WHAT YOU SHOULD DO » Set out every line of the items below as a JSON list of strings, one string per line, and leave out any blank lines.

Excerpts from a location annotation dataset
(begin)

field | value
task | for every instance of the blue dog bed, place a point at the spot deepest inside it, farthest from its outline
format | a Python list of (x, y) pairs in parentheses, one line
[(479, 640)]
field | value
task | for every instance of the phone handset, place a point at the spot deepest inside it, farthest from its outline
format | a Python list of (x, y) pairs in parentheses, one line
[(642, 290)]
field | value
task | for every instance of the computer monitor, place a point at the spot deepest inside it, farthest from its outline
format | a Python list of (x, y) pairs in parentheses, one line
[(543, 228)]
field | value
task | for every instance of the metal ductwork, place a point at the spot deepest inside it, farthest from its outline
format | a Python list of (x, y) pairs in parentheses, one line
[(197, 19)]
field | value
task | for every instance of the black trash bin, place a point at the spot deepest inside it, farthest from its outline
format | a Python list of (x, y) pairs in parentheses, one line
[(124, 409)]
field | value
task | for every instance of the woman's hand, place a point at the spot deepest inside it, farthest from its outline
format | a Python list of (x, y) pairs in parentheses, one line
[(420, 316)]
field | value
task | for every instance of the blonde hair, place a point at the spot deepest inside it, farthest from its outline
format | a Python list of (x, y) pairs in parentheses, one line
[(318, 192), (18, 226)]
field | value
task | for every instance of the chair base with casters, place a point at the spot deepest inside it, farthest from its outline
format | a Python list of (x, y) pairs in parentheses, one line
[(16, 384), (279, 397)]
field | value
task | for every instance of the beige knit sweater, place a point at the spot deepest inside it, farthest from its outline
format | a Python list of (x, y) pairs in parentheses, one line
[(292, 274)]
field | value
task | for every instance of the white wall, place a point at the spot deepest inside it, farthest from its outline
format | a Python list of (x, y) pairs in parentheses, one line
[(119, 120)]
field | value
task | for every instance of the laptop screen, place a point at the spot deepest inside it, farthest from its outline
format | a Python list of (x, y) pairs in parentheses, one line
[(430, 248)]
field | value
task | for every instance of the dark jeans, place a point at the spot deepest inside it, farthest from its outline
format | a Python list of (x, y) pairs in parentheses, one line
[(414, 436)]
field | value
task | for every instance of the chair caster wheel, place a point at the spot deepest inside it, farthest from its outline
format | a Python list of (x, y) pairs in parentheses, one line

(end)

SOLVED EXERCISE »
[
  "field | value",
  "task | for every instance of the blue dog bed, place a point at the spot deepest inside it, farthest from its outline",
  "format | a Python list of (x, y) pairs in parentheses, one line",
  "[(479, 640)]",
  "field | value",
  "task | for every instance of the phone handset, place a point at the spot deepest inside it, farthest from its outline",
  "format | a Python list of (x, y) pairs in parentheses, one line",
  "[(642, 290)]",
  "field | value",
  "task | for every instance of the computer monitor, place a point at the spot deepest inside it, farthest from its outline",
  "format | a Python list of (x, y) pairs in parentheses, one line",
  "[(543, 228)]",
  "field | value",
  "task | for every instance of the metal ductwork, place a point at the spot deepest inside it, farthest from its outline",
  "format | a Python list of (x, y) pairs in parentheses, one line",
  "[(197, 19)]",
  "field | value",
  "task | for every instance of the black trash bin, place a point at the spot deepest inside it, farthest from its outline",
  "format | a Python list of (x, y) pairs in parentheses, one line",
  "[(124, 409)]",
  "field | value",
  "task | for every instance of the woman's hand, place a point at the spot deepest inside it, farthest from its outline",
  "format | a Python list of (x, y) pairs in parentheses, one line",
  "[(420, 316)]",
  "field | value",
  "task | for every instance of the blonde hair, place a point at the spot deepest inside it, farthest from its outline",
  "format | a Python list of (x, y) pairs in parentheses, one line",
  "[(318, 192), (18, 226)]",
  "field | value",
  "task | for every instance of the chair base with casters, place a point at the spot deepest inside it, farthest from its outline",
  "format | a Python list of (x, y) pairs in parentheses, one line",
  "[(16, 384), (279, 397)]",
  "field | value",
  "task | for every instance of the beige knit sweater, place a point at the spot deepest inside it, farthest from its outline",
  "format | a Python list of (x, y) pairs in parentheses, one line",
  "[(292, 274)]",
  "field | value",
  "task | for every instance of the white wall, place a point at the spot deepest inside it, farthest from its outline",
  "format | a Python list of (x, y) pairs in parentheses, one line",
  "[(119, 120)]",
  "field | value",
  "task | for every instance of the laptop screen, place a point at the spot deepest inside it, farthest from its outline",
  "format | a Python list of (x, y) pairs in parentheses, one line",
  "[(430, 248)]",
  "field | value",
  "task | for every instance of the dark jeans, place a point at the spot deepest inside it, farthest from its outline",
  "format | a Python list of (x, y) pairs in parentheses, one line",
  "[(414, 436)]",
  "field | value",
  "task | for every instance of the chair caster wheel, place a point at the spot deepest inside it, farthest from its outline",
  "format | a Python list of (x, y) pairs in parentheses, one line"
]